Problem to solve | Please print every line from the one containing "Target: person's left hand" through the last line of the records below, exactly as written and nothing more.

Records to use |
---+---

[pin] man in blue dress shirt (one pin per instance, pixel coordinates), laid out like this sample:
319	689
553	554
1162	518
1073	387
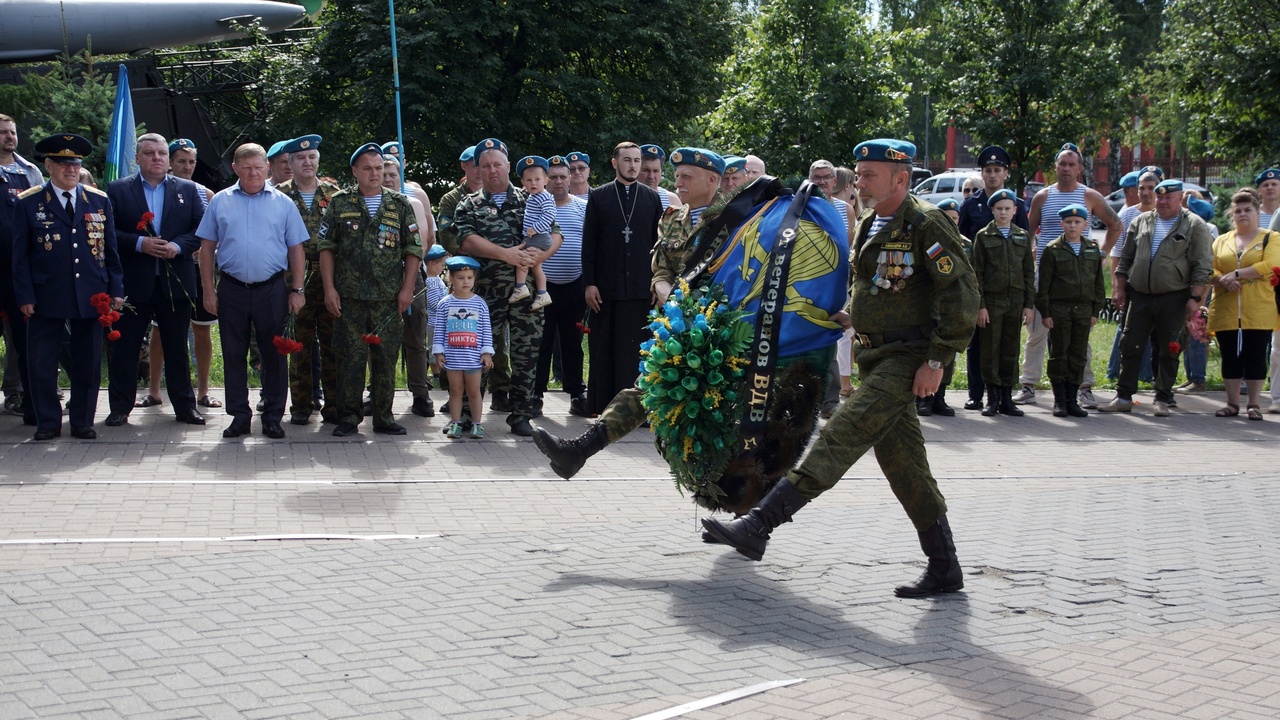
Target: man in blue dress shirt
63	255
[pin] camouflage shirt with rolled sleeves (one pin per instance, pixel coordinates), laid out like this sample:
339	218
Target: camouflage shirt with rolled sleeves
444	210
312	217
675	229
940	296
370	251
479	214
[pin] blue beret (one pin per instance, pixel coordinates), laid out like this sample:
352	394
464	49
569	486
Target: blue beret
64	147
460	263
1002	194
653	151
993	155
1075	210
531	162
305	142
488	144
885	150
699	158
1202	208
1270	173
366	147
277	149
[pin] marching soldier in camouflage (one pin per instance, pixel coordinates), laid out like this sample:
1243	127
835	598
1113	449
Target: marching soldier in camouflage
370	251
913	304
698	173
312	323
489	227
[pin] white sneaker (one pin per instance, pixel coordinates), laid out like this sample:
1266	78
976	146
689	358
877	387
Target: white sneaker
1084	399
519	294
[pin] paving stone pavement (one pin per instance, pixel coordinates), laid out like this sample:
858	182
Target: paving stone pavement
1115	568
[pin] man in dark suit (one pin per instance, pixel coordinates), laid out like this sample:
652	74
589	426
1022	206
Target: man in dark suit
159	277
63	255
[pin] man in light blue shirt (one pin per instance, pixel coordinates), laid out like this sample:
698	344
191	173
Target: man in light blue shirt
255	233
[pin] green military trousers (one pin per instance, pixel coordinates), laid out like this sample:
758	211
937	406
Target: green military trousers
880	414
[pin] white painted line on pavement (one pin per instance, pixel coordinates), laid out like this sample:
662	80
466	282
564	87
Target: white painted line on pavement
225	538
718	700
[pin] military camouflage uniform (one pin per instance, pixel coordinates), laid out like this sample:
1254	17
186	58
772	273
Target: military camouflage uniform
314	322
1005	270
1070	294
478	214
929	318
369	272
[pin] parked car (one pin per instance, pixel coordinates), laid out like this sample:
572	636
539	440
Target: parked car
945	185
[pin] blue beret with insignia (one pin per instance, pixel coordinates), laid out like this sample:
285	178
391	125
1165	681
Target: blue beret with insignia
366	147
1270	173
699	158
885	150
487	145
275	150
1075	210
1002	194
993	155
531	162
648	151
305	142
65	146
1202	208
461	263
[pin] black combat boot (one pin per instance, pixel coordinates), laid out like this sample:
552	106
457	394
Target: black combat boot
993	395
944	572
1059	400
1073	401
750	533
940	404
1006	402
567	456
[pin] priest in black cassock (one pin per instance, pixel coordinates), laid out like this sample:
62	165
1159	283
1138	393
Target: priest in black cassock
618	232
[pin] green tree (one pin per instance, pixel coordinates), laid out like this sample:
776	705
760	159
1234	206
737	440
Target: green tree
544	76
1032	76
810	81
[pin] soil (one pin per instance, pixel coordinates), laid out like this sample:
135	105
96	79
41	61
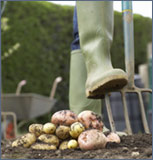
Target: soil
137	146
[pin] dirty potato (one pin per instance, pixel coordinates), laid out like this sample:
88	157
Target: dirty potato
63	145
64	117
63	132
49	128
113	137
49	138
92	139
91	120
76	129
25	141
42	146
72	144
37	129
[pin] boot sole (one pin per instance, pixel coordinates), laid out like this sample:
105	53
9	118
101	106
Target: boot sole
113	83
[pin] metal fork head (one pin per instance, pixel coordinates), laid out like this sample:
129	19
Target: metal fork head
123	92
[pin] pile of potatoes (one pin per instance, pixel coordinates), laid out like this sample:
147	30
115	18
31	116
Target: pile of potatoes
67	131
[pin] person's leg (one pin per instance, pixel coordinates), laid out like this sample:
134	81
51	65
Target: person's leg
78	74
95	24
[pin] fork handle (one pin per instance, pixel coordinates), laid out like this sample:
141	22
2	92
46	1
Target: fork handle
128	41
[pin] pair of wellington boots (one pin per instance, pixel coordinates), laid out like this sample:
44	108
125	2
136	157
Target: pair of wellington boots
91	71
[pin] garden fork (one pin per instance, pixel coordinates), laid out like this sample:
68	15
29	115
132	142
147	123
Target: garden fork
129	64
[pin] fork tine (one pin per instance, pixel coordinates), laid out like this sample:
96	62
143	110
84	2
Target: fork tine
126	115
109	111
143	115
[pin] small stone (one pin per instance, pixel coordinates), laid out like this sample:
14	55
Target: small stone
135	149
106	154
135	154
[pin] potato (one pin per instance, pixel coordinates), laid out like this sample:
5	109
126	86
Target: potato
37	129
64	117
17	143
26	140
63	132
42	146
92	139
72	144
49	128
76	129
63	145
90	120
49	138
113	137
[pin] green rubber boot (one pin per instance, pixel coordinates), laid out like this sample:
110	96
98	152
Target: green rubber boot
78	74
95	24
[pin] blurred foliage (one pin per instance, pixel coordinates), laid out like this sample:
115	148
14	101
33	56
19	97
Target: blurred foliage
5	27
44	31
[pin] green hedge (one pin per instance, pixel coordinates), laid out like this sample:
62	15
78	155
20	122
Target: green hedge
44	31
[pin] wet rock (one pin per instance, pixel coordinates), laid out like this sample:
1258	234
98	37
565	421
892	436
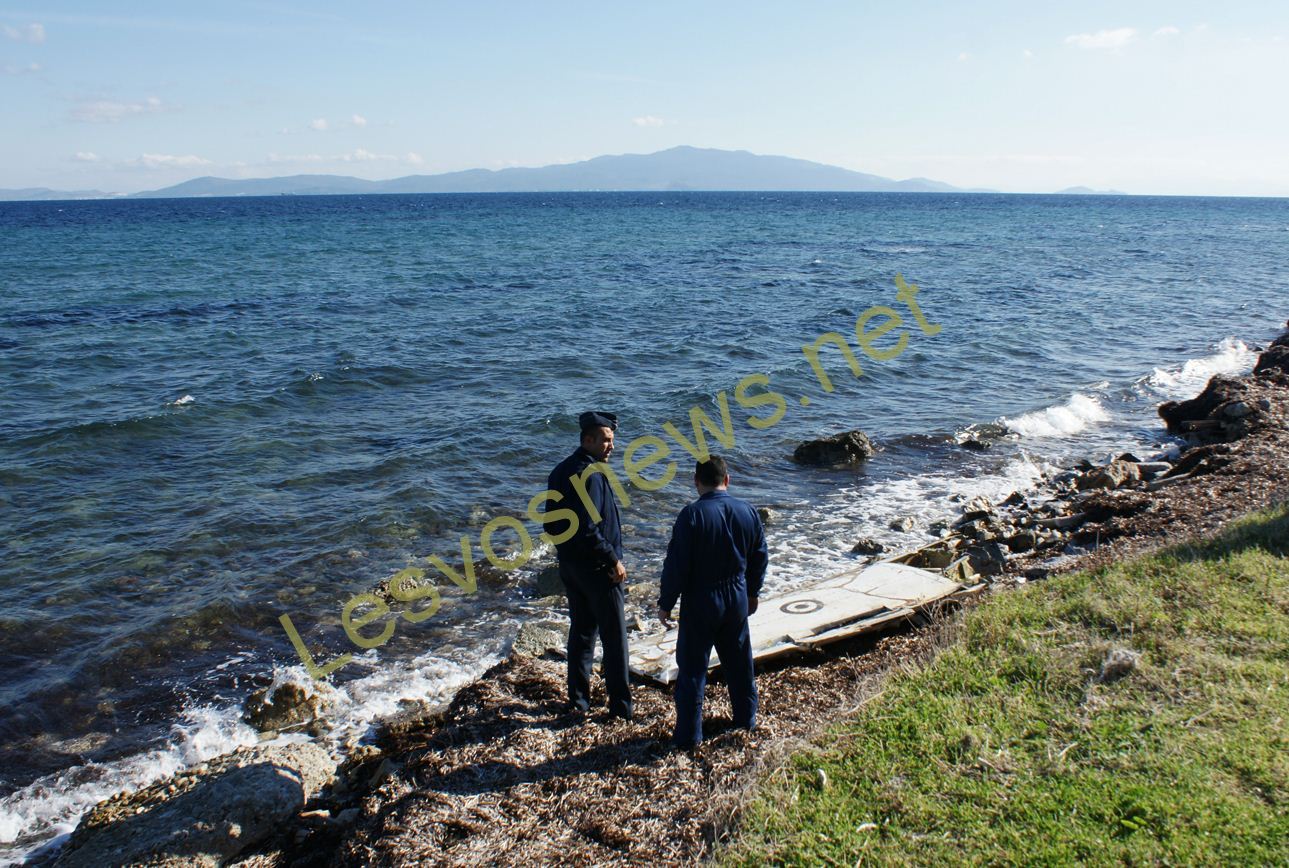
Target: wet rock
1107	504
977	508
936	556
988	559
848	449
1236	410
866	546
642	591
1150	470
1204	415
1022	541
1275	359
1110	476
204	818
358	770
289	706
1118	663
535	641
1201	459
962	572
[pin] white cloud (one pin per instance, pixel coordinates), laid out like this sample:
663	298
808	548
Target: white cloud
357	155
107	111
1102	39
169	161
34	34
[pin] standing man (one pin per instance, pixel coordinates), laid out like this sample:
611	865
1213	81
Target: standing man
717	561
591	566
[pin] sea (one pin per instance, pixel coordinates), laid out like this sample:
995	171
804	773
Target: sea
219	412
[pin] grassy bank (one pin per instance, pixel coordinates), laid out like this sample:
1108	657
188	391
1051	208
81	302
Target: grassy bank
1015	744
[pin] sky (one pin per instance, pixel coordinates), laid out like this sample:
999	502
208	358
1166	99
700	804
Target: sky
1173	98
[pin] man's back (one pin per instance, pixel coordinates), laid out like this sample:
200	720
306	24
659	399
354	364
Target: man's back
717	538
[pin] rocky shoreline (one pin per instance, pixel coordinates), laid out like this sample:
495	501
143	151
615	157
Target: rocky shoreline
504	774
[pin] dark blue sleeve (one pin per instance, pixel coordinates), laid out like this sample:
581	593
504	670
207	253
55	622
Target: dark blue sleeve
588	541
758	557
676	568
589	532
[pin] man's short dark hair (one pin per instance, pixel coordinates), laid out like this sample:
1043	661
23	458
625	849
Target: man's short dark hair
712	472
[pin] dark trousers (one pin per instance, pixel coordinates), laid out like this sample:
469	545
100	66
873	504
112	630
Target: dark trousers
714	615
596	606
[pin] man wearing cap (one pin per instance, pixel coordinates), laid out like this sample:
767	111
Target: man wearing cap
717	561
591	565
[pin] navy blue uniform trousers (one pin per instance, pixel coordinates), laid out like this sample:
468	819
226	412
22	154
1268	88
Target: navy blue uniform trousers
713	615
596	606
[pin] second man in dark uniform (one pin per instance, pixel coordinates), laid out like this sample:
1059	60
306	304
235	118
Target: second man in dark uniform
591	566
717	562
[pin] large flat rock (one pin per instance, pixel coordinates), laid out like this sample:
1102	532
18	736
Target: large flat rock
835	608
201	817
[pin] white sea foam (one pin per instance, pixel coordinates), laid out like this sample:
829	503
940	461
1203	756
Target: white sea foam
815	541
1064	421
47	810
1232	357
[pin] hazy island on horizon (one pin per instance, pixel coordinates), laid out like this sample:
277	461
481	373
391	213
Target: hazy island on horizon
682	168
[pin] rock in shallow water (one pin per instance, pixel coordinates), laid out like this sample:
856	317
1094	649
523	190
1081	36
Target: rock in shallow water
203	818
535	641
866	546
290	704
848	449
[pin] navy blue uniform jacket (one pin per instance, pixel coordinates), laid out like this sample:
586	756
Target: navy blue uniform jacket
596	546
716	539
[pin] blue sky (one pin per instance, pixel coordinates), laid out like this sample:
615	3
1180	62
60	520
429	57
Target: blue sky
1143	97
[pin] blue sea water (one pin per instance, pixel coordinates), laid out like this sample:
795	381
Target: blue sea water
218	412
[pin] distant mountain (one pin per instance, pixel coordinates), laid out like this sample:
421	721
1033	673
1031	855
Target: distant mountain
45	194
679	168
1088	191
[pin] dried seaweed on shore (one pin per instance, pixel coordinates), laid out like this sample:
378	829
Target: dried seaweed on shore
508	771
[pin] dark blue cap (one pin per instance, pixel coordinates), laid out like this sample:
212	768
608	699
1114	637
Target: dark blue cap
597	419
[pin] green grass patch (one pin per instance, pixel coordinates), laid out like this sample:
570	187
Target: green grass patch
1011	747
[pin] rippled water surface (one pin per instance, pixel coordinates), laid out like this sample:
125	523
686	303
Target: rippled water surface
218	412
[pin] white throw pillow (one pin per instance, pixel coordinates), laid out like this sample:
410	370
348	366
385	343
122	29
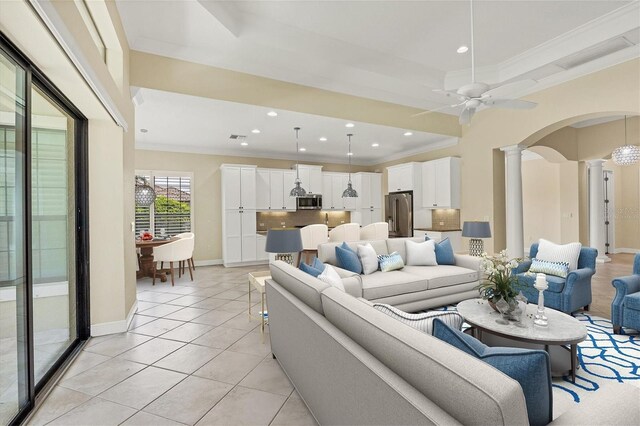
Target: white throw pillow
331	277
368	258
553	252
421	254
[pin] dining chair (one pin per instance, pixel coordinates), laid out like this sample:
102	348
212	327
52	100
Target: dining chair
177	251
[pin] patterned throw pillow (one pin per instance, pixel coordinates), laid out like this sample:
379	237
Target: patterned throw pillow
559	269
390	262
424	320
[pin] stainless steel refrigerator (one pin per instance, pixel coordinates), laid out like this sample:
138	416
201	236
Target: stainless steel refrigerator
398	213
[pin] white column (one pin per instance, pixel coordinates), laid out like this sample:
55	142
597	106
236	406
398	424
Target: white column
515	230
596	209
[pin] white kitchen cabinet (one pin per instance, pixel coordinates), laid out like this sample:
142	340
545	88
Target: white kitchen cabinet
441	183
402	177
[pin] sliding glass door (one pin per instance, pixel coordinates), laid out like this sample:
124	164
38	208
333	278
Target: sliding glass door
43	235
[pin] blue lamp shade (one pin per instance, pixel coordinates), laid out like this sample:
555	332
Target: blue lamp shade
476	230
283	240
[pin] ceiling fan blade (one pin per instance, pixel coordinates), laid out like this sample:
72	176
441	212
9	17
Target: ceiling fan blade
429	111
506	90
510	103
466	115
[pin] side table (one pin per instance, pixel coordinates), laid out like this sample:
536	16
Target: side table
257	281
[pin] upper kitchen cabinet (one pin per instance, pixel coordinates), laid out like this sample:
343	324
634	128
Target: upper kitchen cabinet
404	177
238	187
441	183
311	178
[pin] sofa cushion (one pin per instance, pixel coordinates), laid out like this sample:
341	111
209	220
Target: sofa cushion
632	301
442	275
300	284
348	259
422	321
464	387
384	284
444	253
531	368
398	244
421	254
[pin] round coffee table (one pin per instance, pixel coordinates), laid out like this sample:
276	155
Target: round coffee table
562	330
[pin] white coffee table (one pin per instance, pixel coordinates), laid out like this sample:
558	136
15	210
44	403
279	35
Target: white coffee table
562	330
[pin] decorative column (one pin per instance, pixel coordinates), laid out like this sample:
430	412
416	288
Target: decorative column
596	209
515	229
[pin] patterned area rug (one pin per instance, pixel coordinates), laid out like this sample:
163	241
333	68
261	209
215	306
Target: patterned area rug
603	357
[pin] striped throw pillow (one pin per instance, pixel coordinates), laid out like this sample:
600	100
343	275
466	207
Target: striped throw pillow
559	269
424	320
390	262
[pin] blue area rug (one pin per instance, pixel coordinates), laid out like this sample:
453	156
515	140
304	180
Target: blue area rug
603	358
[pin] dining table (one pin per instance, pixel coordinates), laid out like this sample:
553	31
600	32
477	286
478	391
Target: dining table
146	263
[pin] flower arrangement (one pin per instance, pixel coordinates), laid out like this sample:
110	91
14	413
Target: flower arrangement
499	282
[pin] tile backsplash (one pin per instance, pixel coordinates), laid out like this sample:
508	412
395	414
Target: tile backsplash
445	219
268	220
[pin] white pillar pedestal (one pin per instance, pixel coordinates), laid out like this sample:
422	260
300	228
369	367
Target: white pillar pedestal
596	210
515	228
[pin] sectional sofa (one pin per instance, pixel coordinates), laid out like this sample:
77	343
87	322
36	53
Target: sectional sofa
413	287
352	364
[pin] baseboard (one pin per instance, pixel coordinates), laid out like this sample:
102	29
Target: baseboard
211	262
625	250
114	327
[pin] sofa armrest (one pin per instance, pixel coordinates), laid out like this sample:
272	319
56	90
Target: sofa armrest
467	261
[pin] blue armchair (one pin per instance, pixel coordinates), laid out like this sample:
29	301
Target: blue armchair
625	307
564	294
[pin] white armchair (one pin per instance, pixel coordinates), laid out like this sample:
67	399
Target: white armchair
375	231
176	251
312	236
345	232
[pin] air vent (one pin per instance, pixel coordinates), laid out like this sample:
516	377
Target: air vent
592	53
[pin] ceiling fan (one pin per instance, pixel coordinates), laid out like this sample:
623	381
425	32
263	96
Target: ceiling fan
477	95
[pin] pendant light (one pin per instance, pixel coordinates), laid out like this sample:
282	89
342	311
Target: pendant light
626	154
297	191
349	192
145	195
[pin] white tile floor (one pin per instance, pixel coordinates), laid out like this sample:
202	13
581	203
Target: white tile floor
191	356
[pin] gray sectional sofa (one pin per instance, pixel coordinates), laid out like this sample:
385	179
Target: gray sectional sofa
354	365
414	287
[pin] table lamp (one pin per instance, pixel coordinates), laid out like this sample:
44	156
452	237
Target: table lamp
476	231
284	242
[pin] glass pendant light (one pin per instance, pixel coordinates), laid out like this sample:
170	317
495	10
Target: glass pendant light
627	154
298	190
349	192
145	195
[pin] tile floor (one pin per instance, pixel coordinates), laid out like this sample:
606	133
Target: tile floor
191	356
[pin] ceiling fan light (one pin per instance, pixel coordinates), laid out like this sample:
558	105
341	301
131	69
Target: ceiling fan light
626	155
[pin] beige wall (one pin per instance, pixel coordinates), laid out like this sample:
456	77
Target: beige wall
207	189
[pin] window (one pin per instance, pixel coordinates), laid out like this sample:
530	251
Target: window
173	208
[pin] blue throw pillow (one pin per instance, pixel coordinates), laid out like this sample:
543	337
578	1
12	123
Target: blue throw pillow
310	270
348	259
531	368
444	253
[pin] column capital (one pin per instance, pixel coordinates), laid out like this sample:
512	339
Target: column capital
512	149
595	163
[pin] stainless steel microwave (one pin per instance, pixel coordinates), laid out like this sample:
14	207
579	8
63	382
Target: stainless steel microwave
309	202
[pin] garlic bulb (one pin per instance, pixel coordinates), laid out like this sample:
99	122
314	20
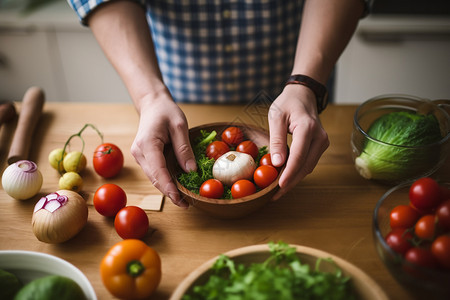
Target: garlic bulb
22	180
59	216
233	166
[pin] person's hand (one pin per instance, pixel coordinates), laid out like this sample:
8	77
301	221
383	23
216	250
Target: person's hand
294	111
162	122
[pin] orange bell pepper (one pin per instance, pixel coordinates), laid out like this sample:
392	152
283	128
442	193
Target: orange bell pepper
131	270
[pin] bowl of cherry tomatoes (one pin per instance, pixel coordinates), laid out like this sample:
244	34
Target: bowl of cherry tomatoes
411	228
235	175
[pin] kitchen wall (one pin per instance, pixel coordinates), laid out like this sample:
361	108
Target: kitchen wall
50	48
403	47
393	51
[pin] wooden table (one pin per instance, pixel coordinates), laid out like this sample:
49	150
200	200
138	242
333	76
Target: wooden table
330	210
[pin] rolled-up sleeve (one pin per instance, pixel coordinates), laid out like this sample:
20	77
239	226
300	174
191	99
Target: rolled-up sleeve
83	8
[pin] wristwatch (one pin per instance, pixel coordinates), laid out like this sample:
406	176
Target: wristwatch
319	89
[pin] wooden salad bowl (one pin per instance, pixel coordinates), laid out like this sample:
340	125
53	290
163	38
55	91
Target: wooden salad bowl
364	287
224	208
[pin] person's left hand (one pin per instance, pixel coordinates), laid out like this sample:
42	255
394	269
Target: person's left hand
294	111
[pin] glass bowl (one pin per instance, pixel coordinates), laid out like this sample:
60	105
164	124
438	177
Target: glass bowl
420	281
403	163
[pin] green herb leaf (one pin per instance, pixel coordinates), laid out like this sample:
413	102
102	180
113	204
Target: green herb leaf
281	276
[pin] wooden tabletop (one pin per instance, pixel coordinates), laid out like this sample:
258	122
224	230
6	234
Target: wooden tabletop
330	210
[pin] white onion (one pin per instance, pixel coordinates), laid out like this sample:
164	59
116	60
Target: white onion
22	180
233	166
59	216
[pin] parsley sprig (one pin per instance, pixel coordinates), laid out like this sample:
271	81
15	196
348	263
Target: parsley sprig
281	276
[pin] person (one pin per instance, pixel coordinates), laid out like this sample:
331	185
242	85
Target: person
169	51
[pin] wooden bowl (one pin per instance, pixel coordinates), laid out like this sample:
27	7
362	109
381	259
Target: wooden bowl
365	288
224	208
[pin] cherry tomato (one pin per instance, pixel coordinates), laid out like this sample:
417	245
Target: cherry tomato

---+---

Exercise solution |
Target: person's left hand
294	111
[pin] glass bowl (one pin per instance, pixel coordinates), laid out like this sample:
60	105
164	124
438	177
Target: glass bowl
420	281
403	163
[pin] green herb leaf (one pin per instance, pixel coordinates), laid out like this sample:
413	102
102	180
113	204
Target: green herb leaf
281	276
[pin] wooden tabletop (one pin per instance, pixel coordinates), laid out like this sample:
258	122
224	230
6	234
Target: wooden tabletop
330	210
[pin] white onion (one pin per instance, pixel coordinates), laid out like this sample:
164	59
116	60
Target: white onion
22	180
233	166
59	216
[pin] parsley sprig (one pin per instance, pixel coordinates), laid out like this sample:
271	81
15	196
348	263
Target: parsley sprig
281	276
[pin] person (one pin per instance, pixel coordinates), laid out like this sample:
331	185
242	85
Target: person
169	51
[pin] wooden bowl (one pin per instance, pixel coordinates), laid out like this sample:
27	7
362	109
381	259
Target: wooden bowl
365	288
224	208
[pin] cherry tomato (one pin per instance, pixel coordinates), laid out like this sample:
417	245
Target: cherry tomato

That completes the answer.